• _Extracted data_
________

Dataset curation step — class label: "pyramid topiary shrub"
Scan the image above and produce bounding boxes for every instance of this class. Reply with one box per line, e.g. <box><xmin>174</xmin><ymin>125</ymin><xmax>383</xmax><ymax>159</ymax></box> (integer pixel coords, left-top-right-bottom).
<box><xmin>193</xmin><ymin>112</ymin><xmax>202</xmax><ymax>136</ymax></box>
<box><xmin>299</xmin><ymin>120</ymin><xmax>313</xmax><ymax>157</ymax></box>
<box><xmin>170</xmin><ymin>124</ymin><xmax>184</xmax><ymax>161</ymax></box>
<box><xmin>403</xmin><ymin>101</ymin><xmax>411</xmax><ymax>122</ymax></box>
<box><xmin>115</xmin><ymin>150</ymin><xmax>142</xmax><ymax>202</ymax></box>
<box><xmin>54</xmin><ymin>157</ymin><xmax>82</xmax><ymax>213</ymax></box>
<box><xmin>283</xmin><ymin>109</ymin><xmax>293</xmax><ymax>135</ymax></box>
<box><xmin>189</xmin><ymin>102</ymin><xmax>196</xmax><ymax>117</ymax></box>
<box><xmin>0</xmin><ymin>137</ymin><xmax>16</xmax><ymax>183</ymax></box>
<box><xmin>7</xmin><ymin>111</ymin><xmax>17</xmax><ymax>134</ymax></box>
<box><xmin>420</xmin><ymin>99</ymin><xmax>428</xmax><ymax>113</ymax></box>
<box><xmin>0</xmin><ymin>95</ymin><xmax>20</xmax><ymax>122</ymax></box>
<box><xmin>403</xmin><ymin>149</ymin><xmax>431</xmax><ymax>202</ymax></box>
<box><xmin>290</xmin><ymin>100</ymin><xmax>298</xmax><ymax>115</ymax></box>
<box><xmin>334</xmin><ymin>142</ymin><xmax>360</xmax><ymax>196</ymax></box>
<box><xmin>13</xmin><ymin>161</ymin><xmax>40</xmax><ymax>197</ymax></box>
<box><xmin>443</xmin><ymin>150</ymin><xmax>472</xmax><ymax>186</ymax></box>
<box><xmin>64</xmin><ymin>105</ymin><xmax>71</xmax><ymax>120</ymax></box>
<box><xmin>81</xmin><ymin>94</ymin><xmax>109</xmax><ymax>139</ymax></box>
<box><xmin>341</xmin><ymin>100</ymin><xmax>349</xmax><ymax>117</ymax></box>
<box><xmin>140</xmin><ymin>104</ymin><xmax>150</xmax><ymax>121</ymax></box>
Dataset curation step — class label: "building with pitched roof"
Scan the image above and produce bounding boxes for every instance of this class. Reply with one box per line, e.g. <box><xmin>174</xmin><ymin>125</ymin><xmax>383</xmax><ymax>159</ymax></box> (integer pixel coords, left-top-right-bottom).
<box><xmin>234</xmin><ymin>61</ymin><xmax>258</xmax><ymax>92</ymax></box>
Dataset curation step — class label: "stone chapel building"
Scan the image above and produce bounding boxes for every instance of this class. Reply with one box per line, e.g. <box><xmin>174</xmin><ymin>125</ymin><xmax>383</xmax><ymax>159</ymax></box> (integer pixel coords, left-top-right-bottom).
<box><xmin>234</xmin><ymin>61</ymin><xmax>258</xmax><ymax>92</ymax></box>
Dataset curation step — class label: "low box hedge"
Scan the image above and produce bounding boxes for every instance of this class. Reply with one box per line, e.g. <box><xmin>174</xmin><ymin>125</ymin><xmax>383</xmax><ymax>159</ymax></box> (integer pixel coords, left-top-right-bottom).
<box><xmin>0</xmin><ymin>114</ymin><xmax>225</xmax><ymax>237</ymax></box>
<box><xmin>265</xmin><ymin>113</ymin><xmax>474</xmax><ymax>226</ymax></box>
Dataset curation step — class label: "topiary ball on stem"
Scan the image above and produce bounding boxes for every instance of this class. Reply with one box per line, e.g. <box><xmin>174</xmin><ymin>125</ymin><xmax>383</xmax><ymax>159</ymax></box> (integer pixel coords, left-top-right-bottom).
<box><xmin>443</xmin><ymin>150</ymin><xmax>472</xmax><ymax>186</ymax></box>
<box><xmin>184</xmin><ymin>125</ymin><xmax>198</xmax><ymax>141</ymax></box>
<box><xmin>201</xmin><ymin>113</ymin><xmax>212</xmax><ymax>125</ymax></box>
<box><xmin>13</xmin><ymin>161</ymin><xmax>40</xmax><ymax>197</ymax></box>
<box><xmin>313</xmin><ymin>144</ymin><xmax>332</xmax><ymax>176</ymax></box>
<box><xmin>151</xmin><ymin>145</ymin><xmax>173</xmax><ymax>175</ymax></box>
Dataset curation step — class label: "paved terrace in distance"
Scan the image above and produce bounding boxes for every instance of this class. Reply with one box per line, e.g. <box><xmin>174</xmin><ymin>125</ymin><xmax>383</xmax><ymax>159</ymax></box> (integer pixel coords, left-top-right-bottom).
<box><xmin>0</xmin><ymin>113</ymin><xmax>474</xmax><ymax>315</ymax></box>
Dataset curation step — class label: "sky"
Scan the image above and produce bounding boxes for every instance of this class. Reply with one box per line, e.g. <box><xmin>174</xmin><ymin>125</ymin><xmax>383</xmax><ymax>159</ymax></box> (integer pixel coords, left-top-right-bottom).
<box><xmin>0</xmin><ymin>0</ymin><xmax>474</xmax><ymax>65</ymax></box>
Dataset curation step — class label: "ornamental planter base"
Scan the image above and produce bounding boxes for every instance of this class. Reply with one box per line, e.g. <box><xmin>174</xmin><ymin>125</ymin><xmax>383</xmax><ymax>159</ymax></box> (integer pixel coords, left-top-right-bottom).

________

• _Set task_
Count the lines in the items above that contain the string "curation", treating uppercase and lowercase as different, and reply with the number alone.

• _Solution to the exercise_
8